▶ Description of the task
In the listing below, how many lines contain the word "open"? Reply with the number alone.

▶ Records from a data collection

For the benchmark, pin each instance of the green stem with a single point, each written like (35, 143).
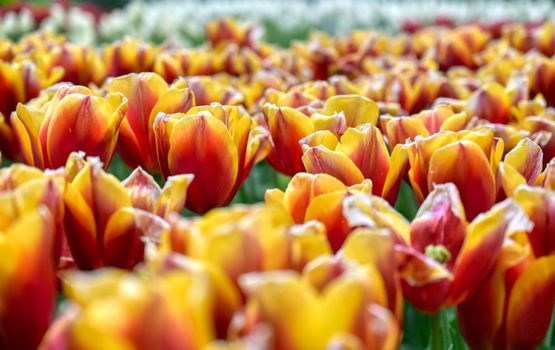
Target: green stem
(435, 331)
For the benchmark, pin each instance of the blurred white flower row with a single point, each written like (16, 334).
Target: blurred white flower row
(182, 21)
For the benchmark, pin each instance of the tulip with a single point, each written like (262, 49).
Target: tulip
(298, 309)
(81, 65)
(492, 103)
(425, 123)
(208, 90)
(318, 197)
(25, 189)
(232, 239)
(128, 56)
(147, 95)
(539, 205)
(543, 78)
(376, 248)
(218, 144)
(27, 280)
(360, 154)
(542, 130)
(467, 159)
(168, 306)
(107, 222)
(288, 126)
(515, 303)
(75, 119)
(456, 47)
(443, 258)
(19, 82)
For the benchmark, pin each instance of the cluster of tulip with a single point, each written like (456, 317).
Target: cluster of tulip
(462, 118)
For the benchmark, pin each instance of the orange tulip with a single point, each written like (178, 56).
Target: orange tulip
(24, 189)
(469, 159)
(103, 222)
(27, 279)
(169, 304)
(456, 47)
(491, 103)
(19, 82)
(318, 197)
(426, 123)
(218, 144)
(515, 303)
(245, 239)
(208, 90)
(147, 95)
(288, 126)
(128, 56)
(360, 154)
(75, 119)
(298, 309)
(441, 257)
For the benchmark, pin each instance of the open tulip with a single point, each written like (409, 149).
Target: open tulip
(208, 90)
(298, 309)
(75, 119)
(401, 129)
(360, 153)
(469, 159)
(443, 258)
(218, 144)
(128, 56)
(288, 126)
(19, 82)
(511, 309)
(147, 95)
(170, 305)
(107, 222)
(24, 189)
(491, 103)
(246, 239)
(318, 197)
(27, 280)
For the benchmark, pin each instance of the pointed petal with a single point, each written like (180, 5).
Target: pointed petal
(464, 164)
(322, 160)
(531, 304)
(201, 145)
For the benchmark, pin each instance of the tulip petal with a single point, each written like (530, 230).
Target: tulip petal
(201, 145)
(464, 164)
(482, 245)
(357, 109)
(92, 124)
(366, 147)
(303, 188)
(322, 160)
(126, 235)
(531, 304)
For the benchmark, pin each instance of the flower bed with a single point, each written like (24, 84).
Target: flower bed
(357, 190)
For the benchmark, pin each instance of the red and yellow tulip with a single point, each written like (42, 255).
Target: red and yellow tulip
(27, 279)
(318, 197)
(515, 303)
(147, 95)
(288, 126)
(297, 308)
(107, 222)
(74, 119)
(218, 144)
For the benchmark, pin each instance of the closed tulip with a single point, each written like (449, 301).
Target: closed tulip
(218, 144)
(74, 119)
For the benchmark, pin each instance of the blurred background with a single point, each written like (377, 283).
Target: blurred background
(182, 21)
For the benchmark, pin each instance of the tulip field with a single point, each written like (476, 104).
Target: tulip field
(367, 188)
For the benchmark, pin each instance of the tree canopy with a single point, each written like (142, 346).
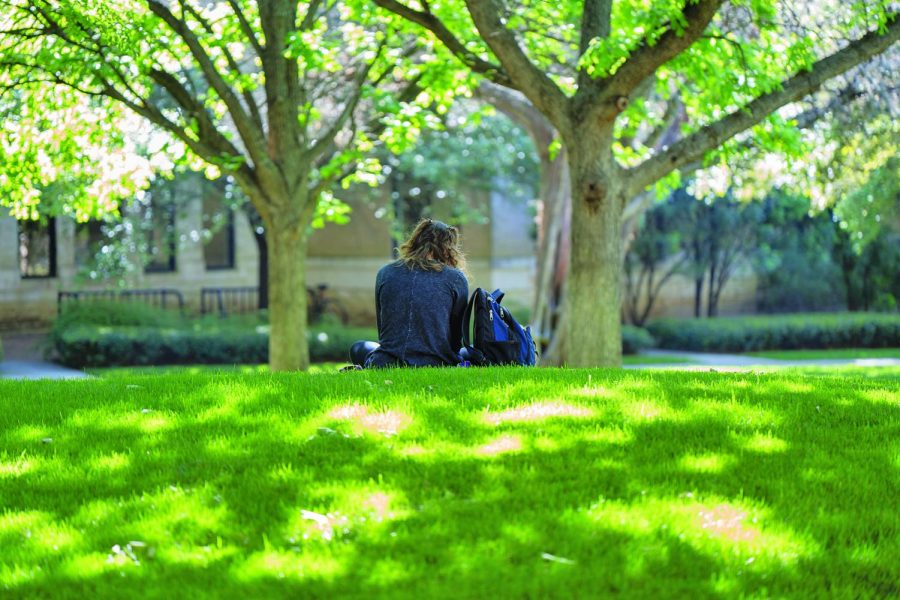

▶ Result of the exercise
2